GOAL - Rewrite the records below, swapping "wooden post" for "steel pole" everywhere it occurs and leaving everything else as it is.

________________

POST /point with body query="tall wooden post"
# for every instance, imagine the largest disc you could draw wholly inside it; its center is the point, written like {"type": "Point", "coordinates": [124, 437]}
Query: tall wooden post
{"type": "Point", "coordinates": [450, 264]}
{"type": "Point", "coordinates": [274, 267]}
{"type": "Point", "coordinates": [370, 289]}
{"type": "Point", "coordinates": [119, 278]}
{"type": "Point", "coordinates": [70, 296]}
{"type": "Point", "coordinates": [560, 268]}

________________

EXPECTED ANSWER -
POST /point with body query="tall steel pole"
# for every instance, imagine the largest disc you could draw wholly inside it; its center is the point, written like {"type": "Point", "coordinates": [124, 437]}
Query: tall steel pole
{"type": "Point", "coordinates": [450, 264]}
{"type": "Point", "coordinates": [274, 267]}
{"type": "Point", "coordinates": [370, 289]}
{"type": "Point", "coordinates": [119, 278]}
{"type": "Point", "coordinates": [70, 296]}
{"type": "Point", "coordinates": [560, 268]}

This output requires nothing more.